YOUR OBJECTIVE
Convert the lines of the listing below into a Markdown table with columns Row and Content, starting at the line that contains "Target: town" and continuing through the end of the listing. Number each line and omit blank lines.

INPUT MATERIAL
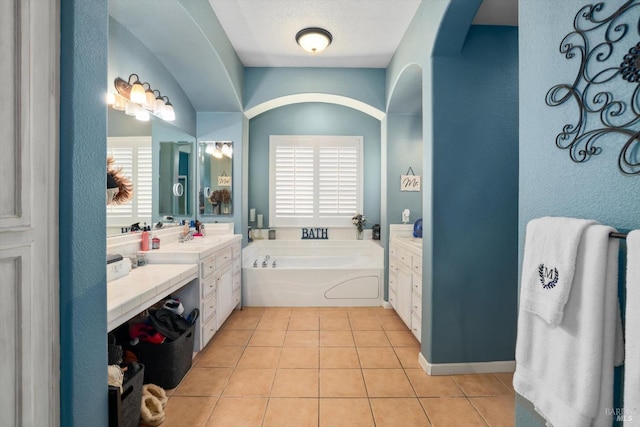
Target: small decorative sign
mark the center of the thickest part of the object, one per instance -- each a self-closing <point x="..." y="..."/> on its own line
<point x="315" y="234"/>
<point x="410" y="182"/>
<point x="224" y="181"/>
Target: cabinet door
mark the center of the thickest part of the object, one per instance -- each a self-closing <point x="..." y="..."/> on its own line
<point x="224" y="281"/>
<point x="403" y="294"/>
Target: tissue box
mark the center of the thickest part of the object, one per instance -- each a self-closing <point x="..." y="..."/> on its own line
<point x="118" y="269"/>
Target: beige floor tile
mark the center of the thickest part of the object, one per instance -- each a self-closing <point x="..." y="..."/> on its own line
<point x="232" y="337"/>
<point x="203" y="382"/>
<point x="451" y="412"/>
<point x="332" y="312"/>
<point x="216" y="356"/>
<point x="506" y="378"/>
<point x="351" y="412"/>
<point x="299" y="357"/>
<point x="249" y="383"/>
<point x="408" y="356"/>
<point x="188" y="411"/>
<point x="370" y="339"/>
<point x="305" y="311"/>
<point x="267" y="338"/>
<point x="273" y="323"/>
<point x="395" y="412"/>
<point x="260" y="357"/>
<point x="241" y="322"/>
<point x="378" y="357"/>
<point x="339" y="357"/>
<point x="335" y="323"/>
<point x="295" y="383"/>
<point x="271" y="312"/>
<point x="342" y="383"/>
<point x="432" y="385"/>
<point x="402" y="338"/>
<point x="304" y="323"/>
<point x="387" y="383"/>
<point x="301" y="339"/>
<point x="291" y="412"/>
<point x="475" y="385"/>
<point x="498" y="411"/>
<point x="365" y="323"/>
<point x="237" y="411"/>
<point x="392" y="323"/>
<point x="336" y="339"/>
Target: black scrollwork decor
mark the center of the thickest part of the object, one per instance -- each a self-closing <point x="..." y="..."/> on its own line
<point x="606" y="89"/>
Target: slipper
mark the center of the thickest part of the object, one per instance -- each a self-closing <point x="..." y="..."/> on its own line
<point x="157" y="392"/>
<point x="151" y="412"/>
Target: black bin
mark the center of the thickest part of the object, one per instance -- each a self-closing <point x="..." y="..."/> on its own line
<point x="167" y="363"/>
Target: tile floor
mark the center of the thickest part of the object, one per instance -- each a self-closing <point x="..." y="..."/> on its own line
<point x="328" y="367"/>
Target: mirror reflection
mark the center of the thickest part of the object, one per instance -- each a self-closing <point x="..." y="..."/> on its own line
<point x="214" y="180"/>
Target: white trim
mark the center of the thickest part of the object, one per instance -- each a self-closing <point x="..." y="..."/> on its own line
<point x="314" y="97"/>
<point x="466" y="368"/>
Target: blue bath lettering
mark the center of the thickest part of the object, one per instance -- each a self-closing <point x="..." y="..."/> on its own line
<point x="315" y="234"/>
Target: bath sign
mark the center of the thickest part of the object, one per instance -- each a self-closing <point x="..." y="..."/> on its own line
<point x="410" y="181"/>
<point x="315" y="234"/>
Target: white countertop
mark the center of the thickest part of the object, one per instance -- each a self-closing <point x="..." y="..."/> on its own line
<point x="143" y="287"/>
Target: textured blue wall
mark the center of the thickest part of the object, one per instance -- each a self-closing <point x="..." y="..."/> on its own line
<point x="550" y="183"/>
<point x="475" y="206"/>
<point x="313" y="119"/>
<point x="82" y="222"/>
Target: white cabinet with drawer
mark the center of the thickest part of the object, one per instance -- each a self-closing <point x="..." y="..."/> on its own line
<point x="405" y="283"/>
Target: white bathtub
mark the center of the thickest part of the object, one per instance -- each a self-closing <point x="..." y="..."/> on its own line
<point x="312" y="273"/>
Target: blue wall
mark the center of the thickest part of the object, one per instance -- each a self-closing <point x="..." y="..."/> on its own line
<point x="550" y="183"/>
<point x="82" y="221"/>
<point x="313" y="119"/>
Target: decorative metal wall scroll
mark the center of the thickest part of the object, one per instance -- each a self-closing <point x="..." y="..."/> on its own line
<point x="606" y="89"/>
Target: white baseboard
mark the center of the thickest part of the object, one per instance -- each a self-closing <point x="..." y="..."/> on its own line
<point x="466" y="368"/>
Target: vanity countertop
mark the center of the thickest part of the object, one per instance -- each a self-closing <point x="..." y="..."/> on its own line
<point x="143" y="287"/>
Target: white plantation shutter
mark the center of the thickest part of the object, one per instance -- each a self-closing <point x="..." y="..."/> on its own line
<point x="134" y="156"/>
<point x="314" y="180"/>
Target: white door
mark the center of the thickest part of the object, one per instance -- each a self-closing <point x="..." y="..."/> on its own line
<point x="29" y="336"/>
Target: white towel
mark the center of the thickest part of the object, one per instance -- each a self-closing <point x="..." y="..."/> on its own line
<point x="566" y="371"/>
<point x="632" y="327"/>
<point x="550" y="249"/>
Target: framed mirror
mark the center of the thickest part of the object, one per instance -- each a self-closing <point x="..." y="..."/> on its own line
<point x="215" y="186"/>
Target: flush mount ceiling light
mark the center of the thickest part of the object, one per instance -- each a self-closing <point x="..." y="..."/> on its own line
<point x="140" y="100"/>
<point x="314" y="39"/>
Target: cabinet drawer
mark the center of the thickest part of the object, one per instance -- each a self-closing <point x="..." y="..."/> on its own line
<point x="237" y="281"/>
<point x="416" y="328"/>
<point x="417" y="284"/>
<point x="404" y="259"/>
<point x="223" y="257"/>
<point x="208" y="331"/>
<point x="417" y="265"/>
<point x="208" y="266"/>
<point x="208" y="287"/>
<point x="416" y="306"/>
<point x="237" y="250"/>
<point x="208" y="310"/>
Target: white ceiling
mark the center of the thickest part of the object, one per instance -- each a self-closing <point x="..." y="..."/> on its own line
<point x="366" y="33"/>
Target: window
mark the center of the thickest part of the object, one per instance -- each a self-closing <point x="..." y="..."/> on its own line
<point x="314" y="180"/>
<point x="133" y="155"/>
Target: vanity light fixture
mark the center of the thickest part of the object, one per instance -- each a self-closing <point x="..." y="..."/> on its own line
<point x="314" y="39"/>
<point x="140" y="100"/>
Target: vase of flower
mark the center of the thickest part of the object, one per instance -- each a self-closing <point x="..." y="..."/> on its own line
<point x="359" y="220"/>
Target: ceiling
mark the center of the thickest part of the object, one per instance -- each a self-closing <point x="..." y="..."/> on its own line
<point x="366" y="33"/>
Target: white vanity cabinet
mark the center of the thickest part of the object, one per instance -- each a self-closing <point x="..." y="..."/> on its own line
<point x="218" y="292"/>
<point x="405" y="283"/>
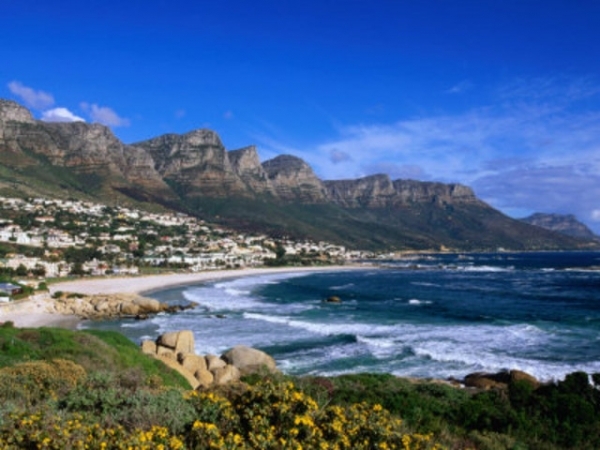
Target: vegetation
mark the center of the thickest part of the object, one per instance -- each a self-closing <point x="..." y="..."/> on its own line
<point x="78" y="389"/>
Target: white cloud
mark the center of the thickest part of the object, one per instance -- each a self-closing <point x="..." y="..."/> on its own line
<point x="104" y="115"/>
<point x="338" y="156"/>
<point x="459" y="88"/>
<point x="537" y="149"/>
<point x="31" y="98"/>
<point x="60" y="115"/>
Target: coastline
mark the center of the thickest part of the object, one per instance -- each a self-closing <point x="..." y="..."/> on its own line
<point x="36" y="312"/>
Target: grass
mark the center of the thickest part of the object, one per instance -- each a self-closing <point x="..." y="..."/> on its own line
<point x="76" y="383"/>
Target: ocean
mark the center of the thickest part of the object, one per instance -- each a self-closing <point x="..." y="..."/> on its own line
<point x="431" y="316"/>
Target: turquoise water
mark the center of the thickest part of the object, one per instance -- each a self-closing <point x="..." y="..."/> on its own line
<point x="433" y="316"/>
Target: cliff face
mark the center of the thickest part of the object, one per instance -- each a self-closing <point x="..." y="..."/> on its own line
<point x="282" y="196"/>
<point x="294" y="180"/>
<point x="378" y="191"/>
<point x="196" y="162"/>
<point x="566" y="224"/>
<point x="84" y="148"/>
<point x="246" y="164"/>
<point x="13" y="112"/>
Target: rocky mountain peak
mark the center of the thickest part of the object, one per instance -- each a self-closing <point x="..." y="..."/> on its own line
<point x="246" y="164"/>
<point x="13" y="112"/>
<point x="294" y="180"/>
<point x="197" y="162"/>
<point x="566" y="224"/>
<point x="202" y="137"/>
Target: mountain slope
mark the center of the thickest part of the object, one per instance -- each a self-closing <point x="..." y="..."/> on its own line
<point x="566" y="224"/>
<point x="193" y="172"/>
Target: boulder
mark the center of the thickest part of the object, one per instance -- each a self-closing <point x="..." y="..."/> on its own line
<point x="180" y="341"/>
<point x="129" y="309"/>
<point x="192" y="362"/>
<point x="517" y="376"/>
<point x="214" y="362"/>
<point x="149" y="347"/>
<point x="166" y="352"/>
<point x="249" y="360"/>
<point x="204" y="377"/>
<point x="227" y="374"/>
<point x="148" y="305"/>
<point x="485" y="381"/>
<point x="173" y="364"/>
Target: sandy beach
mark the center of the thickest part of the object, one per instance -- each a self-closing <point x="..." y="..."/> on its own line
<point x="35" y="312"/>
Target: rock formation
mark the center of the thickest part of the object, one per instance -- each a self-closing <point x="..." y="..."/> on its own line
<point x="194" y="172"/>
<point x="501" y="380"/>
<point x="176" y="350"/>
<point x="294" y="180"/>
<point x="105" y="306"/>
<point x="379" y="191"/>
<point x="90" y="150"/>
<point x="566" y="224"/>
<point x="247" y="166"/>
<point x="196" y="163"/>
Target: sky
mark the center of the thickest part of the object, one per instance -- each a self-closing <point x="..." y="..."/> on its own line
<point x="499" y="95"/>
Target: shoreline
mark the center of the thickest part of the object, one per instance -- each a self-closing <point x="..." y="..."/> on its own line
<point x="34" y="312"/>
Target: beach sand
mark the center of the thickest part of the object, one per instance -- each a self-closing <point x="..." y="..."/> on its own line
<point x="34" y="312"/>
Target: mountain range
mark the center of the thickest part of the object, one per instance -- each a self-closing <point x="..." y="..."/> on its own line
<point x="194" y="173"/>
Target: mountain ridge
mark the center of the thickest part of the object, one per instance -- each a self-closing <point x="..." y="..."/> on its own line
<point x="195" y="173"/>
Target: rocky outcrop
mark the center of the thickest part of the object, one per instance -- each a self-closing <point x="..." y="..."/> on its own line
<point x="106" y="306"/>
<point x="246" y="164"/>
<point x="176" y="350"/>
<point x="501" y="380"/>
<point x="196" y="163"/>
<point x="294" y="181"/>
<point x="566" y="224"/>
<point x="379" y="191"/>
<point x="87" y="149"/>
<point x="249" y="360"/>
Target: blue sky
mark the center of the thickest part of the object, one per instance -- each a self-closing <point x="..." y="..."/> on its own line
<point x="500" y="95"/>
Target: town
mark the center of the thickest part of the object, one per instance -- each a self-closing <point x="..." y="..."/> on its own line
<point x="48" y="238"/>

FINAL RESULT
| Row | Content |
|---|---|
| 1 | Target: town |
| 2 | mark the center of the thickest part of the object, one per instance -- each a self-closing <point x="..." y="..."/> on its own line |
| 3 | <point x="48" y="238"/> |